## What you have to do
Return the lines beginning at the one that contains "Q: report a point for each instance of the green" and continuing to the end of the entries, including both ends, exactly as written and nothing else.

## Data supplied
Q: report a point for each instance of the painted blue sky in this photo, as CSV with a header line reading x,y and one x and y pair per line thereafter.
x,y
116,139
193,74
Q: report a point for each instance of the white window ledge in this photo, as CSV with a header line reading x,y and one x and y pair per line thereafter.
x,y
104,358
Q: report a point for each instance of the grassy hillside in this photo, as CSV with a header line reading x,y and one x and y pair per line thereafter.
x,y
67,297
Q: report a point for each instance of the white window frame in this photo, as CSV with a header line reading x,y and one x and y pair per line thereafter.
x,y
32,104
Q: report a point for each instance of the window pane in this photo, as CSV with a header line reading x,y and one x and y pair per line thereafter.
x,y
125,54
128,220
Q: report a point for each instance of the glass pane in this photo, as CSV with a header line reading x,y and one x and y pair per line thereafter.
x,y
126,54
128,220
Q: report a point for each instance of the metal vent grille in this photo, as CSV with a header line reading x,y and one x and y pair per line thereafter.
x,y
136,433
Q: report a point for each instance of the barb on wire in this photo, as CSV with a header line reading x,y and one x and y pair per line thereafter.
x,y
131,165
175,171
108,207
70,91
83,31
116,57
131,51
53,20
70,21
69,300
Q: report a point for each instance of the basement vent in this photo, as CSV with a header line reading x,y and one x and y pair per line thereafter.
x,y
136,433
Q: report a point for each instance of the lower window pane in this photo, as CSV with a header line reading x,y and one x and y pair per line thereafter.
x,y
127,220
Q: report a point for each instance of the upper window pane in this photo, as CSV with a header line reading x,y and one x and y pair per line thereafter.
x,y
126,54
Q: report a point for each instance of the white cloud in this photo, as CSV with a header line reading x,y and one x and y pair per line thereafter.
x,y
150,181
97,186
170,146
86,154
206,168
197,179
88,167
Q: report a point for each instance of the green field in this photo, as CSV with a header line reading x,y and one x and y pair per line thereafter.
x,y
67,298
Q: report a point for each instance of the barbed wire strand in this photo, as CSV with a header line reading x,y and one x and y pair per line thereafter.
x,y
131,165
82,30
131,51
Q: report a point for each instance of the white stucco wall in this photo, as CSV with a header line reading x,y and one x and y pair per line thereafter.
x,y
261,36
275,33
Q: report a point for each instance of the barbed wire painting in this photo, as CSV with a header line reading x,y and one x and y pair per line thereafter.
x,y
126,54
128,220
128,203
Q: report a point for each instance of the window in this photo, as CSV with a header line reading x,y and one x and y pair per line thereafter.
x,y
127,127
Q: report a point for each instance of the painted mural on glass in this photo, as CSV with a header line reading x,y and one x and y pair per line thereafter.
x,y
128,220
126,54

## Result for this exercise
Q: report a point for each instance of the green field in this photo, as CSV with a header line reading x,y and one x and y pair per line thereafter.
x,y
67,298
Q: report a point for each instance of the barbed wire strand in this photo, as CSV with a header line reading x,y and one x and y pair per line thereafter.
x,y
131,165
82,30
131,51
Q: report a point for each instance of the white stucco wall in this photo, as CSV with a header line reading x,y and one x and y pair per line thereafter.
x,y
261,36
275,33
Q: report a point for each instance of the barbed wire painting in this photo, as CSV with a header line reading x,y and one x and y pair per line thereafter.
x,y
126,54
128,220
128,203
Q: report a point for each instance of the window in this photo, as CSV with a header line reading x,y and one x and y pair per line thereafter.
x,y
127,127
Q: report a point for each instance of the painted mural on glass in this photo, as CSV with a header line reading x,y and one x and y pair per line thereafter.
x,y
128,220
126,54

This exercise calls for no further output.